__Stored dataset items__.
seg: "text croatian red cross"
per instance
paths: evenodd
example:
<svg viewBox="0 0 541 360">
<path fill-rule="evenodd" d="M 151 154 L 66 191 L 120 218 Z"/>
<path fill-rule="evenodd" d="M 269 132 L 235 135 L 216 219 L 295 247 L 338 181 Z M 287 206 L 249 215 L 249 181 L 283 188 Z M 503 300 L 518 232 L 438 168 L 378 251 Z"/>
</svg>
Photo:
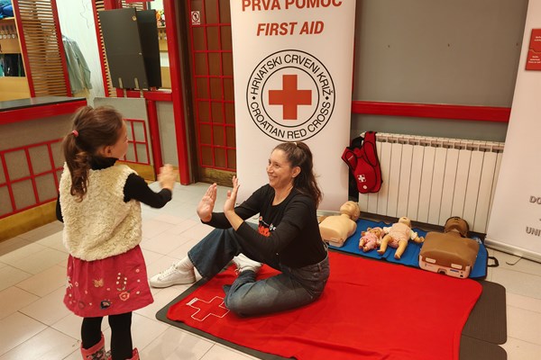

__Directive__. Print all of the entries above line for line without any alteration, but leave the pictures out.

__Solution for this problem__.
seg: "text croatian red cross"
per instance
paths: evenodd
example:
<svg viewBox="0 0 541 360">
<path fill-rule="evenodd" d="M 151 154 L 66 191 L 120 218 Z"/>
<path fill-rule="evenodd" d="M 269 132 L 235 135 L 216 219 L 295 247 L 338 181 Z M 287 206 L 249 215 L 249 181 L 283 188 Z M 503 300 L 518 232 L 438 168 L 378 251 Z"/>
</svg>
Photo:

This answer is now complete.